- _What you should do_
Please pick out and copy each line in the data below that contains the string "logo". Case counts when matching.

- _Information provided_
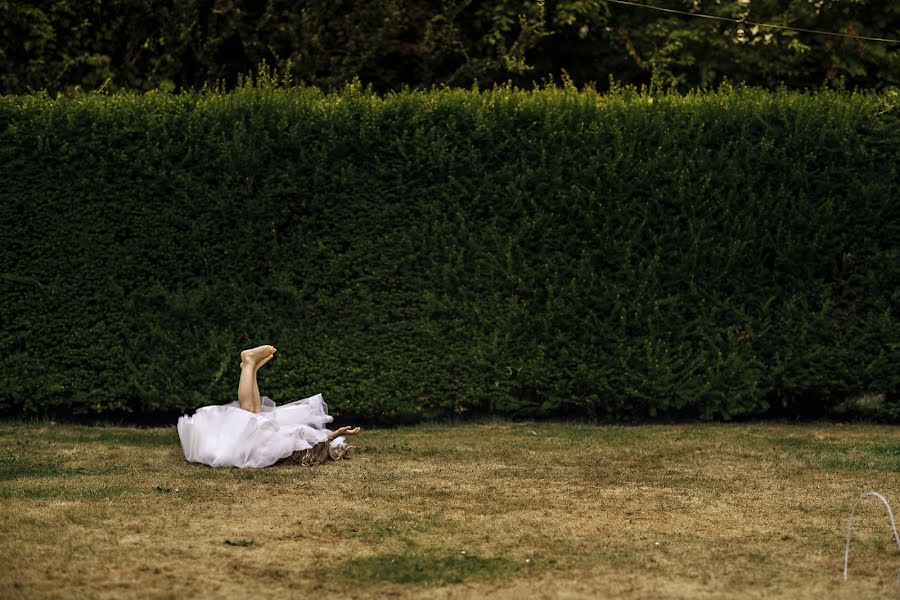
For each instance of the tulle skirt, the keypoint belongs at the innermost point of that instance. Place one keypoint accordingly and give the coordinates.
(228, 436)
==
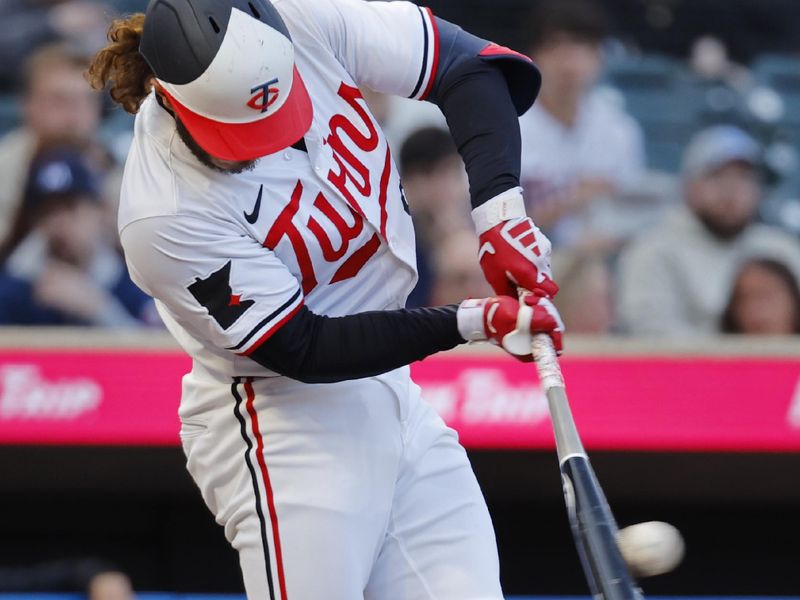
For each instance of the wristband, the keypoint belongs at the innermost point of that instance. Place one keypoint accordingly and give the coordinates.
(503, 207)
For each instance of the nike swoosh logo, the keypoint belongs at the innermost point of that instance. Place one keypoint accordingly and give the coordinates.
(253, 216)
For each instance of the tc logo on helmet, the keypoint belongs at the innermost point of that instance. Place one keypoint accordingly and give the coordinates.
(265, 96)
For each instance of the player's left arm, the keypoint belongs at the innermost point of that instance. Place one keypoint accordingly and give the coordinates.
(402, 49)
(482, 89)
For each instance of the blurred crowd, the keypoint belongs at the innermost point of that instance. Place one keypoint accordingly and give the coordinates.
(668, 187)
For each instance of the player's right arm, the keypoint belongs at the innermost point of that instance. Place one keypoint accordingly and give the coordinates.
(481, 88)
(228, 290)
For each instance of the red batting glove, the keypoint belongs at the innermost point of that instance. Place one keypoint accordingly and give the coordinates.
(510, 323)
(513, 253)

- _The solution_
For each instance of the nike swoosh logo, the keypoint belongs at the innermost point of that instance. Place one keypoint accordingly and give the coordinates.
For each instance of the tc logo on helmet, the keypoint belongs at the innermost point of that instance. Place one keypoint accordingly and give the coordinates.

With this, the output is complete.